* [本文抜粋]:
- - -

肉眼的血尿
出典: フリー百科事典『ウィキペディア(Wikipedia)』 (2021/12/29 15:05 UTC 版)
尿が赤いことを肉眼的血尿という。これは患者の主訴、あるいは尿の色調変化のことであり必ずしも血尿ではない場合がある。色調変化があり顕微鏡的尿沈渣で赤血球が含まれれば肉眼的に確認できる血尿ということになる。この場合は1lの尿中に1ml以上の血液が入っていると見られる。特に症状がないのに血尿だけを認める場合、尿路の癌(腎癌、腎盂癌、尿管癌、膀胱癌など)の可能性があるが、若年者ではその可能性は低い。 尿の色調変化があるが尿沈渣検査で赤血球が認められない場合は色素尿といわれる。ポルフィリン症、ヘモグロビン尿、ミオグロビン尿、ビリルビン尿などが知られている。尿潜血反応陽性ならばミオグロビン尿やヘモグロビン尿、尿潜血反応が陰性ならばリファンピシンやプロポフォールなどの薬剤性血尿やビート尿などが疑われる。ミオグロビン陽は横紋筋融解症で認められるもので、激しい運動の後や臥床や圧迫による筋壊死による血清CKの上昇が認められる。持続すると急性腎不全となるため大量輸液などが必要となる場合がある。またヘモグロビン尿は溶血性疾患でおこることが多く、血清の間接ビリルビンやLDHが上昇する、また重症熱傷で起こることもある。ヘモグロビン尿も持続すると腎不全を起こすことがある。重症熱傷の場合はハプトグロビンの補充療法を行い、ヘモグロビンと結合させることによって腎不全を防ぐという治療も存在する。 尿沈渣検査で赤血球が認められる肉眼的血尿の場合、糸球体からの出血か非糸球体からの出血か予測する方法がある。糸球体からの出血の場合は糸球体を通過する際に赤血球が破損するため不均一赤血球や赤血球円柱が認められることが知られている。また糸球体血尿の場合は凝固しないことがしられている。この場合はほとんどは腎臓内科の疾患となる。非糸球体血尿の場合は均一赤血球であり凝固しやすいことが知られている。この場合は泌尿器の疾患である場合が多い。非糸球体出血で代表的な緊急症に膀胱タンポナーデというものがある。膀胱タンポナーデでは非糸球体血尿が凝固することで膀胱出口を塞ぎ尿閉に陥ることである。膀胱タンポナーデは精巣捻転、フルニエ症候群とならんで泌尿器科的緊急疾患とされている。

- - -

* [掲載記録]:
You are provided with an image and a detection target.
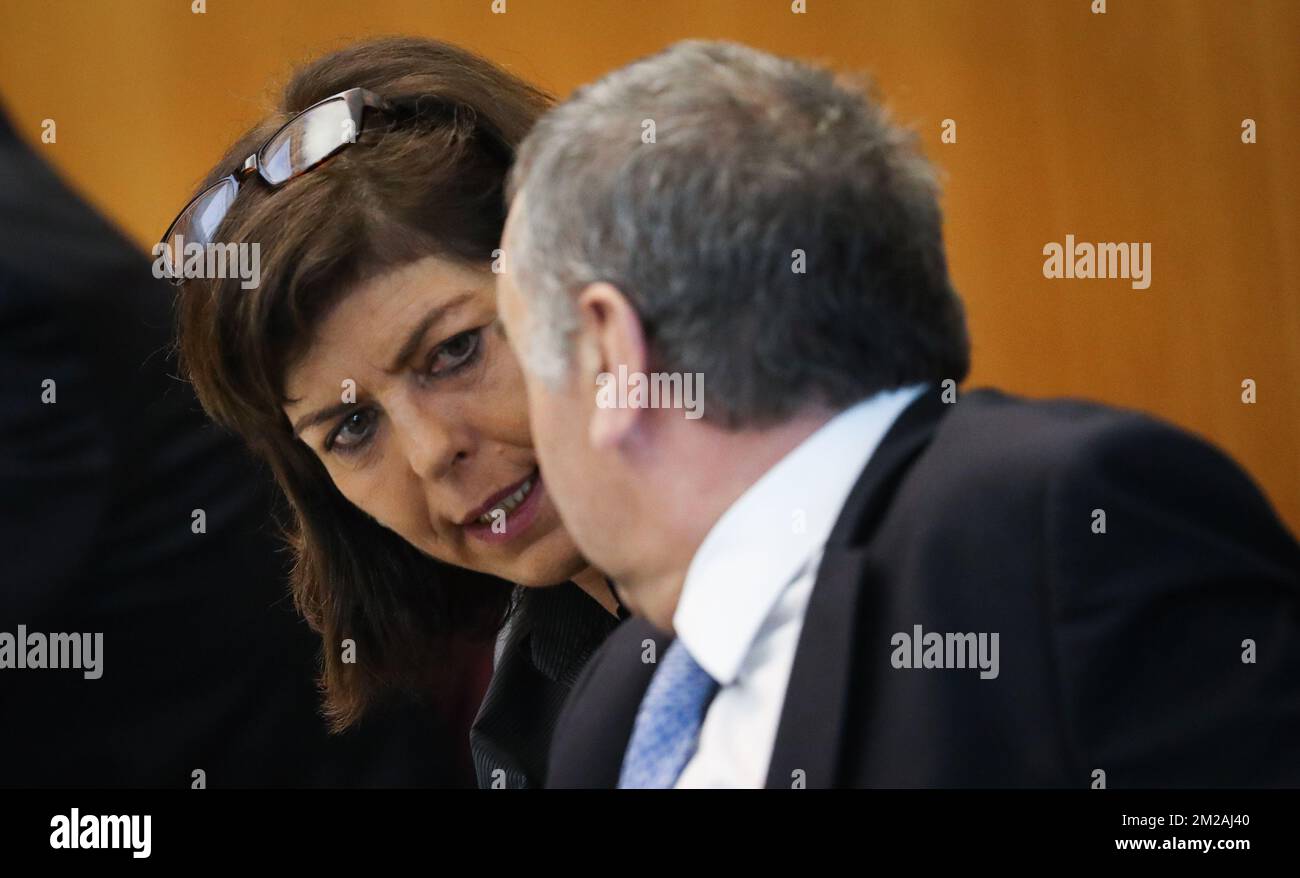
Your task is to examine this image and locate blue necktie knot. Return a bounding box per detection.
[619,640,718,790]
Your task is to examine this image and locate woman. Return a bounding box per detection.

- - -

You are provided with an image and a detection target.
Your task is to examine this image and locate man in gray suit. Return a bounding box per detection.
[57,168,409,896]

- - -

* [練習問題]:
(1) 肉眼的血尿の本文で、膀胱タンポナーデとならんで泌尿器科的緊急疾患とされているものは何か。
(2) 肉眼的血尿の本文のうち、「尿沈渣検査で赤血球が認められる肉眼的血尿の場合」で始まる段落を、主な事実を残して箇条書きにまとめよ。

* [解答]:
(1) 精巣捻転とフルニエ症候群である。

(2)
- 尿沈渣で赤血球が認められる肉眼的血尿では、糸球体からの出血か非糸球体からの出血かを予測する方法がある。
- 糸球体血尿：赤血球が糸球体を通過する際に破損するため、不均一赤血球や赤血球円柱が認められる。凝固しない。ほとんどは腎臓内科の疾患である。
- 非糸球体血尿：均一赤血球であり、凝固しやすい。泌尿器の疾患である場合が多い。
- 非糸球体出血の代表的な緊急症は膀胱タンポナーデである。凝固した血尿が膀胱出口を塞ぎ、尿閉に陥る。精巣捻転、フルニエ症候群とならぶ泌尿器科的緊急疾患とされる。